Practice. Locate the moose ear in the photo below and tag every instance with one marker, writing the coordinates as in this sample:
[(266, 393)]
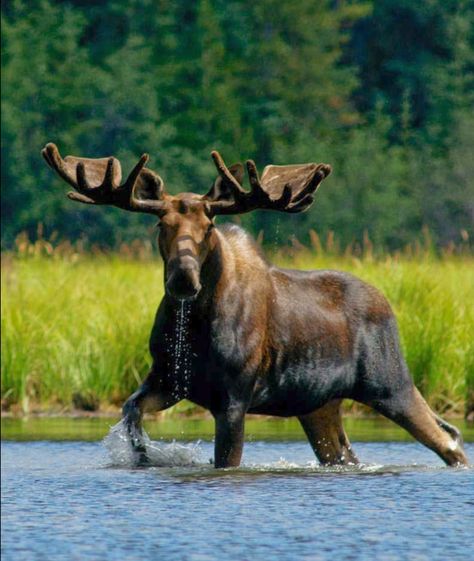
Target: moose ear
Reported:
[(221, 188)]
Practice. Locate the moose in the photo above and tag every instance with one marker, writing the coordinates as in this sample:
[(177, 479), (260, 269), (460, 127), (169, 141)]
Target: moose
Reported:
[(260, 339)]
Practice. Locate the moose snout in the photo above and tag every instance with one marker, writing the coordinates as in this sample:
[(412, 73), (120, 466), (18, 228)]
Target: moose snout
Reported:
[(183, 279)]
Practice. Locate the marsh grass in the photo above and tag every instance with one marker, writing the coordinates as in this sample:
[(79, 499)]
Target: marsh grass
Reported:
[(75, 324)]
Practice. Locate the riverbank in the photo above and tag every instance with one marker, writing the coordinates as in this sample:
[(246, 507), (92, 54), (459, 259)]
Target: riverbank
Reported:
[(75, 328)]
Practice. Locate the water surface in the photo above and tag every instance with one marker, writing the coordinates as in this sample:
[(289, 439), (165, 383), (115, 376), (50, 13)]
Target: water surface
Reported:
[(73, 500)]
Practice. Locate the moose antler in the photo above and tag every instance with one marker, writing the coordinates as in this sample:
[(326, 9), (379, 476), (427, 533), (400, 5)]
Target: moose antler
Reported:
[(97, 181), (284, 188)]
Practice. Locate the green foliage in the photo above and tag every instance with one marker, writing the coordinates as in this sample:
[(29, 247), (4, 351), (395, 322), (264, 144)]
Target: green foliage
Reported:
[(381, 90), (75, 328)]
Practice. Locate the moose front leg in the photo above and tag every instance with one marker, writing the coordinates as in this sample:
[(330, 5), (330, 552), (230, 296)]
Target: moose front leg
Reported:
[(229, 440), (149, 397)]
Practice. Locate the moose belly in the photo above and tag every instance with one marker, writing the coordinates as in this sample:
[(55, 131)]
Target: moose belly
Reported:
[(302, 388)]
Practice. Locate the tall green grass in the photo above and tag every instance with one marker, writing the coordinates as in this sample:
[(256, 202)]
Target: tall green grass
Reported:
[(75, 326)]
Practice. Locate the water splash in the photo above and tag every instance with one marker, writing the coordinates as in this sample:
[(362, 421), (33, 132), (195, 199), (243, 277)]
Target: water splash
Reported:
[(159, 454)]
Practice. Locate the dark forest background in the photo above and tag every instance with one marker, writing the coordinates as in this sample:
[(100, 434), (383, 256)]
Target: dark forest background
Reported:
[(382, 90)]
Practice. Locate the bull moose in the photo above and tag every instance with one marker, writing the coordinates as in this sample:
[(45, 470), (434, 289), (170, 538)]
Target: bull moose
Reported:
[(260, 339)]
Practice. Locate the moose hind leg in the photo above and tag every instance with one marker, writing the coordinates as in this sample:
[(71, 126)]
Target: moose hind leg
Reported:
[(411, 412), (326, 435)]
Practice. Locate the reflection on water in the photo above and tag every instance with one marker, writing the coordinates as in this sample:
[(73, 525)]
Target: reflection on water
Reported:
[(72, 500)]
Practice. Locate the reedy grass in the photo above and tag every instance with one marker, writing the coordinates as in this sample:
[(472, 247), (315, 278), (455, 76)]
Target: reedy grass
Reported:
[(75, 326)]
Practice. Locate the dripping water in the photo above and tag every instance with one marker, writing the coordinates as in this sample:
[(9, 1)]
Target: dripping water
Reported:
[(276, 235), (181, 354)]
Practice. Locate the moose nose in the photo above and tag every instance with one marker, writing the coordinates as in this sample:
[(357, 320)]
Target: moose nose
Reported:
[(183, 281)]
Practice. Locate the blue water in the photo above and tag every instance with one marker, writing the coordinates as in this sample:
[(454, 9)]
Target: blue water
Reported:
[(71, 501)]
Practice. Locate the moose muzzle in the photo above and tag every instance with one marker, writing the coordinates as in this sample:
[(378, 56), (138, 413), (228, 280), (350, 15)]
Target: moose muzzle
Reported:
[(183, 278)]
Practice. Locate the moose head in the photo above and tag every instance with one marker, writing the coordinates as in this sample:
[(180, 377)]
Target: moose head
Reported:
[(186, 220)]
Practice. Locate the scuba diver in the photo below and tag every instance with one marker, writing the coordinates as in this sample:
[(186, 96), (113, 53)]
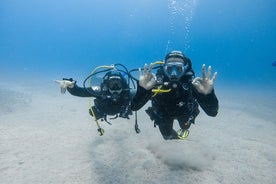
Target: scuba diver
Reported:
[(175, 94), (112, 97)]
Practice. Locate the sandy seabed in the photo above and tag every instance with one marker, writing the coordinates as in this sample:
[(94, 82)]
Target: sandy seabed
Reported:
[(46, 137)]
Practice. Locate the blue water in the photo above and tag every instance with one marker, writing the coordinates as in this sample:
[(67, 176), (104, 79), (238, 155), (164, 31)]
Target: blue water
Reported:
[(61, 38)]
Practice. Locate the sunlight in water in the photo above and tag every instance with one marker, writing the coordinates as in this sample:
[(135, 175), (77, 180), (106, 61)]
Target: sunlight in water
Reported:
[(181, 14)]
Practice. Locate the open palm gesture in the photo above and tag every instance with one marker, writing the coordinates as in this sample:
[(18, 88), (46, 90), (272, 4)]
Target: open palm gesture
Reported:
[(205, 85)]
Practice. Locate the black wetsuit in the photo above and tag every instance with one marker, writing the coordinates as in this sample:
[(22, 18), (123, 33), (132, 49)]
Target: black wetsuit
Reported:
[(104, 104), (181, 103)]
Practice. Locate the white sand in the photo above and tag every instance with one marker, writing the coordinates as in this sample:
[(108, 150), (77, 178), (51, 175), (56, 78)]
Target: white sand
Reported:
[(46, 137)]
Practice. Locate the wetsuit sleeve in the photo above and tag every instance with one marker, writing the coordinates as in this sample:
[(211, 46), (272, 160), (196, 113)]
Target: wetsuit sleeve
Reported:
[(209, 103), (82, 92), (140, 98)]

++++++

# WHAT YOU WILL DO:
Using the material above, work out how many lines hold the word "dark". Reply with that number alone.

# SOLUTION TO THE EXERCISE:
2